> _Source material_:
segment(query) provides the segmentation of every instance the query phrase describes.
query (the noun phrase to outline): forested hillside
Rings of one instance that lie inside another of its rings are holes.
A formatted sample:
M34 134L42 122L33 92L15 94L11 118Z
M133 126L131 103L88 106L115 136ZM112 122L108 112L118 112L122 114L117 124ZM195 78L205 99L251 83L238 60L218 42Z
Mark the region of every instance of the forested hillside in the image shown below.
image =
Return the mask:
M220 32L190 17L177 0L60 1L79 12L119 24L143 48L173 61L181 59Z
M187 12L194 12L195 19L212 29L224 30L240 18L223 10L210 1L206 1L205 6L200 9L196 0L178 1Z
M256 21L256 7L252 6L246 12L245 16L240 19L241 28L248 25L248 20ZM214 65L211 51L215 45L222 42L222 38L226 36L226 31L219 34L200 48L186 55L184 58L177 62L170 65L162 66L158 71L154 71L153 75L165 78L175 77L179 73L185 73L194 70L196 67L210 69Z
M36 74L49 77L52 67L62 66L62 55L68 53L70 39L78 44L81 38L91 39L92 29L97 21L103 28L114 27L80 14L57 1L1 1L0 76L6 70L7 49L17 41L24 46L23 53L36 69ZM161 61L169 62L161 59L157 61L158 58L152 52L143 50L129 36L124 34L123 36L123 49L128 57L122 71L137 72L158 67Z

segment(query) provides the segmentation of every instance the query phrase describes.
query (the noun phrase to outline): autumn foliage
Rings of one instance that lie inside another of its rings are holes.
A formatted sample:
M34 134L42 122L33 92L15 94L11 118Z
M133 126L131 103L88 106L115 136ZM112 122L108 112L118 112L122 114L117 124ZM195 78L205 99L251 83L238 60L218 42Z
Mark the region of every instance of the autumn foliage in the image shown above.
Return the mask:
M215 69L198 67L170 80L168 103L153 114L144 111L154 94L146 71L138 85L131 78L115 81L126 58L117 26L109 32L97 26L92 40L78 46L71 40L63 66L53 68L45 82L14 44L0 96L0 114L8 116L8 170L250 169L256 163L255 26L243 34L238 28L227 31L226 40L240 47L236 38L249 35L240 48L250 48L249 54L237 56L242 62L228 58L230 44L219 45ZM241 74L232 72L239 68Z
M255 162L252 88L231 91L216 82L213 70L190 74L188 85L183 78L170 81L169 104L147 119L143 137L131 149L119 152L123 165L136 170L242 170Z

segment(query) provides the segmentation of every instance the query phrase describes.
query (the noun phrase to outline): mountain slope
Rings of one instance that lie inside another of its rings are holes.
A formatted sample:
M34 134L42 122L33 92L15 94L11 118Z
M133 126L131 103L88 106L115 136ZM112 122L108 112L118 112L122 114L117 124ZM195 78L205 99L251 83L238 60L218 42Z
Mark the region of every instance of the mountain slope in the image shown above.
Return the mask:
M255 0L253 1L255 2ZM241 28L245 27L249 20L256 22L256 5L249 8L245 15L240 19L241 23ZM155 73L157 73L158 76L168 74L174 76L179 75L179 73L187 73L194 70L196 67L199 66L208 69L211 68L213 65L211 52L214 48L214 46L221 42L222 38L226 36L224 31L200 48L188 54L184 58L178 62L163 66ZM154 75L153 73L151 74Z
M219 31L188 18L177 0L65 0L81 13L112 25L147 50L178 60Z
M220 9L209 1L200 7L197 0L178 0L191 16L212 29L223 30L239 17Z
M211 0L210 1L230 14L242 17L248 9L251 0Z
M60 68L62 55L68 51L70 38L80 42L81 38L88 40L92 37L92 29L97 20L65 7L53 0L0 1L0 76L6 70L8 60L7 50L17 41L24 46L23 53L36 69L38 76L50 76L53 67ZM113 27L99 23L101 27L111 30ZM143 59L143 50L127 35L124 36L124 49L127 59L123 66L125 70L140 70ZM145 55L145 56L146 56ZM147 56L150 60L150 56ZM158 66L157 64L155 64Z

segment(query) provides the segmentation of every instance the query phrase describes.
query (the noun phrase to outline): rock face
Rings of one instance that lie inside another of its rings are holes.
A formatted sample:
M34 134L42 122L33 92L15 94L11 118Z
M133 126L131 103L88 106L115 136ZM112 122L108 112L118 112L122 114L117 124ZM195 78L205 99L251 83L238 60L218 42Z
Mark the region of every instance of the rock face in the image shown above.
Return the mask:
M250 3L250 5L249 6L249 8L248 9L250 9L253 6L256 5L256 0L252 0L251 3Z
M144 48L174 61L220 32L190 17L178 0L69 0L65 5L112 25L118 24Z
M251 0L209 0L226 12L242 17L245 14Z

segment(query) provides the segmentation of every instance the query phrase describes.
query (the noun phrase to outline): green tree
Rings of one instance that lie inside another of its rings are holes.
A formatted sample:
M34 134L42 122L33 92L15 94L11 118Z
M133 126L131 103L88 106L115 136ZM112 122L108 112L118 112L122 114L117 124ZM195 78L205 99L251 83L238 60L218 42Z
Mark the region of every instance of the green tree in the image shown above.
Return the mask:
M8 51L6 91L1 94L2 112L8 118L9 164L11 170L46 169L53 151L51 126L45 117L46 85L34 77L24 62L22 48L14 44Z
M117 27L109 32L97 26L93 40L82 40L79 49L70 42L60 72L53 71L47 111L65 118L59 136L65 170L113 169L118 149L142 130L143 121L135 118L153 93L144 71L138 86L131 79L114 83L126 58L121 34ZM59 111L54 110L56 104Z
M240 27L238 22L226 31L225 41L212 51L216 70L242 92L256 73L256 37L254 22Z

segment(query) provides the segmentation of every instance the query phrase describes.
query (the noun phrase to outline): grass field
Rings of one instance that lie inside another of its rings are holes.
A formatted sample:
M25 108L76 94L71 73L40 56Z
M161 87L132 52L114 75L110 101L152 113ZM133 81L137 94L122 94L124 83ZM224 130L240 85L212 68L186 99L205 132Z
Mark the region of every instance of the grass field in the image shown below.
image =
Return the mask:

> _Objective_:
Copy the rows word for word, starting at the first line and ending with the line that contains "M36 74L49 77L52", including both of those lines.

> _Reply_:
segment(query) provides the segmentation of every instance the query phrase describes.
query (the noun phrase to outline): forested hillside
Rings of one instance that lie inside another of its rings are holes.
A formatted sample:
M34 134L42 122L33 92L15 94L11 118Z
M133 126L131 103L88 106L115 136ZM112 122L108 112L118 112L122 114L117 124ZM195 78L205 99L251 83L238 60L218 42Z
Mark the region of every instance of the forested hillside in the image shown below.
image =
Return the mask:
M220 32L190 17L177 0L60 1L79 12L119 24L143 48L173 61L181 59Z
M187 12L194 12L195 19L212 29L224 30L240 18L223 10L210 1L206 1L205 6L200 9L196 0L178 1Z
M256 21L256 7L252 6L246 12L245 16L240 19L241 28L248 25L248 20ZM214 65L211 51L215 45L222 42L222 38L226 36L226 31L219 34L200 48L186 55L184 58L177 62L170 65L162 66L158 71L154 71L153 75L165 78L175 77L179 73L185 73L194 70L196 67L210 69Z
M36 74L49 77L52 67L62 66L62 55L68 53L70 39L78 44L81 38L91 39L92 29L97 21L103 28L114 27L80 14L57 1L1 1L0 76L6 70L7 49L17 41L24 46L23 53L36 69ZM161 61L169 62L161 59L157 61L158 58L152 52L143 50L129 36L124 34L123 36L123 49L128 57L122 71L137 72L158 67Z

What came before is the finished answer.